#### Work to be completed:
Type out the material below exactly.

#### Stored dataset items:
--- Start ---

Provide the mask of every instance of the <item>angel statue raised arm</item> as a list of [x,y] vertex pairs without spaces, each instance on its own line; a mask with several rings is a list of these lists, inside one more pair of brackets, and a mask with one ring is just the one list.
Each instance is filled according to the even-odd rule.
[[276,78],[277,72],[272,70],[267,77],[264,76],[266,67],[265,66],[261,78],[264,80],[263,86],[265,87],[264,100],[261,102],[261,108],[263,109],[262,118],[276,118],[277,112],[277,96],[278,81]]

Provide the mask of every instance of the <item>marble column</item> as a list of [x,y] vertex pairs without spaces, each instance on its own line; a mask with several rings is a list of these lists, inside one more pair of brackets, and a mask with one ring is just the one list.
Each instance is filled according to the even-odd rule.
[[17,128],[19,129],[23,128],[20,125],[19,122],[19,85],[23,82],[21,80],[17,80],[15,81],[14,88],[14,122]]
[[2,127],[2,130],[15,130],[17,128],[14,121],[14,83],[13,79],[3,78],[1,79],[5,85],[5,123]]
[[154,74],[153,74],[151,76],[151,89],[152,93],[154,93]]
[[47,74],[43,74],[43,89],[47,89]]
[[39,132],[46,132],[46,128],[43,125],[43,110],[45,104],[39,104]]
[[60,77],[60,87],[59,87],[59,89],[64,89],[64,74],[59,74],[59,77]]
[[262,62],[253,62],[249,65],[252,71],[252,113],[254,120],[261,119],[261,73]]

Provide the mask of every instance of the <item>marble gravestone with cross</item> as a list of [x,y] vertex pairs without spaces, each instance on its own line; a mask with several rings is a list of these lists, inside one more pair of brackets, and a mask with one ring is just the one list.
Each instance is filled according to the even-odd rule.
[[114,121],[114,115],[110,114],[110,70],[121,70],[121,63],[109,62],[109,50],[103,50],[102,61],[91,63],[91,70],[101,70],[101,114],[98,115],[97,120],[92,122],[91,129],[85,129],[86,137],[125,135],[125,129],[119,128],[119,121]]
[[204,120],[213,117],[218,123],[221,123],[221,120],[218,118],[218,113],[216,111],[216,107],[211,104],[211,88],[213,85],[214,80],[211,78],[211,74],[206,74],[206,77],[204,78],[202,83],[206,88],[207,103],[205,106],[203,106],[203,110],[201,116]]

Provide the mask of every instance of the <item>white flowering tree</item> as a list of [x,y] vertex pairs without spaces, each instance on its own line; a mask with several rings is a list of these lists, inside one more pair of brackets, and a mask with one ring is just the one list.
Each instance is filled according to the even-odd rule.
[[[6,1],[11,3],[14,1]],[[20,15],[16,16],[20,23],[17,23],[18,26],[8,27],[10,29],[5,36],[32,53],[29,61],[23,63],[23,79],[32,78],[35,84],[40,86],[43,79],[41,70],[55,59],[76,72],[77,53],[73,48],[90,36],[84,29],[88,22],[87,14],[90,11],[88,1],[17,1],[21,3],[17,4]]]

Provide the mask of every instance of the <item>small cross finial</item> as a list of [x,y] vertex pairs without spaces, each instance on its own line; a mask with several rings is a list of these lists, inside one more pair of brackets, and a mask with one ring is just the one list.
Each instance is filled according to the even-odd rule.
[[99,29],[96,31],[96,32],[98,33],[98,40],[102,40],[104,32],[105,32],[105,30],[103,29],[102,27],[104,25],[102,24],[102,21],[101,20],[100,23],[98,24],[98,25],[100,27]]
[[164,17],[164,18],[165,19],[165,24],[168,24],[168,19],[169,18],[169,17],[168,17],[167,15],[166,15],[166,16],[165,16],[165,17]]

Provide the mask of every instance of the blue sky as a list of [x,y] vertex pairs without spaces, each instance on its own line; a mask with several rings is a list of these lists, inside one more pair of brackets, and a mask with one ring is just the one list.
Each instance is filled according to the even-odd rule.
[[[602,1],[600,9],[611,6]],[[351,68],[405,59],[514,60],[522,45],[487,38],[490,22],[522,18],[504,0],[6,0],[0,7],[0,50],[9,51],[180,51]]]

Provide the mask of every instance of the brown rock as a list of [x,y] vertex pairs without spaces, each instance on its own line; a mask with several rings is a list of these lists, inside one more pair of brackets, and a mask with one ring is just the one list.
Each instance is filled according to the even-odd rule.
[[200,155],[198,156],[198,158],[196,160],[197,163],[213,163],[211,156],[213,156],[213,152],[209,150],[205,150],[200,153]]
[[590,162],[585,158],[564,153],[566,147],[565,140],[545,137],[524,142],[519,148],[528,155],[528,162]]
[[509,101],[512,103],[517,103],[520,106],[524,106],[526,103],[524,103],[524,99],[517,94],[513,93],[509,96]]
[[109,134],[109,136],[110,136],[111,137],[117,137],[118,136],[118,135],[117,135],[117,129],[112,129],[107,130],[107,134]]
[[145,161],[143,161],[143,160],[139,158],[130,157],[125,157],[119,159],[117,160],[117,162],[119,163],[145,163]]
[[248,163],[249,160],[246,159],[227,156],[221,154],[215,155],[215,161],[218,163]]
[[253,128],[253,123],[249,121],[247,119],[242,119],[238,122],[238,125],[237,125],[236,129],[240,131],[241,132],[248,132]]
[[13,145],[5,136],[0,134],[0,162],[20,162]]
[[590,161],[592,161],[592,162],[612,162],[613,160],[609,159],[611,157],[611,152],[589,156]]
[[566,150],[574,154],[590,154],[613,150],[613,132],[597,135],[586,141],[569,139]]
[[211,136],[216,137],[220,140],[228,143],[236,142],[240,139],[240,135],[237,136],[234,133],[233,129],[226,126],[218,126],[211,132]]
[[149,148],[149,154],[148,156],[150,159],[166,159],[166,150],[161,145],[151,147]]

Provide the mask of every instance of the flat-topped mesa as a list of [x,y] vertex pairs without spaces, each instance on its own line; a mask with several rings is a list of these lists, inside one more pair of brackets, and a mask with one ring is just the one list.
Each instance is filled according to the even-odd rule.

--- End ---

#### Solved problem:
Provide the mask of every instance of the <item>angel statue raised arm</item> as a list of [x,y] vertex pairs without spaces, each instance on its own line; a mask with several rings is a list of these lists, inside one more pair of brackets, and a mask with one ring is just the one list.
Each instance is filled according to the even-odd rule.
[[276,78],[277,72],[272,70],[267,77],[264,76],[266,67],[265,66],[261,78],[264,80],[263,86],[265,87],[264,100],[261,102],[261,108],[263,109],[262,118],[276,118],[277,112],[277,96],[278,81]]

Provide the mask of every instance of the <item>marble column</item> as a list of [x,y] vertex pairs without spaces, each instance on its own line; a mask with several rings is a list of these lists, inside one more pair of brackets, and a mask with one ring is just the one list.
Each instance is filled according to the even-odd rule.
[[17,128],[19,129],[23,128],[20,125],[19,122],[19,85],[23,82],[21,80],[17,80],[15,81],[14,88],[14,122]]
[[2,127],[2,130],[15,130],[17,128],[14,121],[14,83],[13,79],[3,78],[1,79],[5,85],[5,123]]
[[154,74],[153,74],[151,76],[151,89],[152,93],[154,93]]
[[47,74],[43,74],[43,89],[47,89]]
[[39,132],[46,132],[46,128],[43,125],[43,110],[45,104],[39,104]]
[[60,77],[60,87],[59,87],[59,89],[64,89],[64,74],[59,74],[59,77]]
[[262,62],[253,62],[249,65],[252,71],[252,113],[254,120],[261,119],[261,73]]

Provide the mask of every instance of the <item>marble gravestone with cross</item> as a list of [x,y] vertex pairs without spaces, each instance on its own line; a mask with several rings is a list of these lists, inside one more pair of brackets, and a mask with one ring is just the one list.
Each instance is filled according to the even-odd rule.
[[114,121],[114,115],[110,114],[110,70],[121,70],[121,63],[109,62],[109,50],[103,50],[102,61],[91,63],[91,70],[101,70],[101,114],[98,115],[97,120],[92,122],[91,129],[85,129],[86,137],[125,135],[125,129],[119,128],[119,121]]
[[204,120],[213,117],[218,123],[221,123],[221,120],[218,118],[218,113],[216,111],[216,107],[211,104],[211,88],[213,85],[214,80],[211,78],[211,74],[206,74],[206,77],[204,78],[202,83],[206,88],[207,103],[205,106],[203,106],[203,110],[201,116]]

Provide the mask of every instance of the <item>white flowering tree</item> as a list of [x,y] vertex pairs without spaces, each instance on its own line; a mask with several rings is a list of these lists, inside one more pair of brackets, and a mask with one ring is just the one list.
Each instance is filled according to the even-odd rule.
[[[6,1],[11,3],[14,1]],[[20,15],[16,16],[20,23],[17,23],[18,26],[8,27],[10,29],[5,36],[32,53],[29,61],[23,63],[23,79],[32,78],[35,84],[40,86],[43,79],[41,70],[55,59],[76,72],[77,53],[73,48],[90,36],[84,29],[88,22],[87,14],[90,11],[88,1],[17,1],[21,3],[17,4]]]

Provide the mask of every instance of the <item>small cross finial</item> as a list of [x,y] vertex pairs without spaces, each instance on its own line; a mask with several rings is a list of these lists, inside one more pair of brackets, and a mask with one ring is just the one list.
Each instance is filled according to the even-odd rule.
[[99,29],[96,31],[96,32],[98,33],[98,40],[102,40],[104,32],[105,32],[105,30],[103,29],[102,27],[104,25],[102,24],[102,21],[101,20],[100,23],[98,24],[98,25],[100,27]]
[[164,17],[164,18],[165,19],[165,24],[168,24],[168,19],[169,18],[169,17],[168,17],[167,15],[166,15],[166,16],[165,16],[165,17]]

Provide the mask of every instance of the blue sky as a list of [x,y] vertex pairs without spaces, each instance on its own line; a mask with several rings is a list of these lists, inside one more pair of brackets, and a mask with one ring is just the one list.
Each instance is filled according to the even-odd rule.
[[[602,1],[600,9],[611,6]],[[351,68],[405,59],[514,60],[522,45],[487,38],[490,22],[522,18],[504,0],[6,0],[0,7],[0,50],[9,51],[180,51]]]

Provide the mask of every instance of the brown rock as a list of [x,y] vertex pairs without spaces, each instance on its own line; a mask with several rings is a list of these lists, inside one more pair of brackets, and a mask with one ring is just the one list.
Each instance is filled according to the even-odd rule.
[[200,155],[198,156],[198,158],[196,160],[197,163],[213,163],[211,156],[213,156],[213,152],[209,150],[205,150],[200,153]]
[[590,162],[585,158],[564,153],[566,147],[565,140],[545,137],[524,142],[519,148],[528,155],[528,162]]
[[509,101],[512,103],[517,103],[520,106],[524,106],[526,103],[524,103],[524,99],[517,94],[513,93],[509,96]]
[[109,134],[109,136],[110,136],[111,137],[117,137],[118,136],[118,135],[117,135],[117,129],[112,129],[107,130],[107,134]]
[[145,161],[143,161],[143,160],[139,158],[130,157],[125,157],[119,159],[117,160],[117,162],[119,163],[145,163]]
[[248,163],[249,160],[246,159],[227,156],[221,154],[215,155],[215,161],[218,163]]
[[253,128],[253,123],[249,121],[247,119],[242,119],[238,122],[238,125],[237,125],[236,129],[240,131],[241,132],[248,132]]
[[13,145],[5,136],[0,134],[0,162],[20,162]]
[[590,161],[592,161],[592,162],[612,162],[613,160],[609,159],[611,157],[611,152],[589,156]]
[[566,150],[574,154],[590,154],[613,150],[613,132],[597,135],[586,141],[569,139]]
[[211,136],[216,137],[220,140],[228,143],[236,142],[240,139],[240,135],[237,136],[234,133],[233,129],[226,126],[218,126],[211,132]]
[[149,148],[149,154],[148,156],[150,159],[166,159],[166,150],[161,145],[151,147]]

Provide the mask of every instance of the flat-topped mesa as a list of [x,y] vertex pairs without spaces, each instance on its own line; a mask with several rings is a list of these lists, inside one more pair of brackets, and a mask with one ring is just the one list.
Each instance is filled according to the even-odd rule.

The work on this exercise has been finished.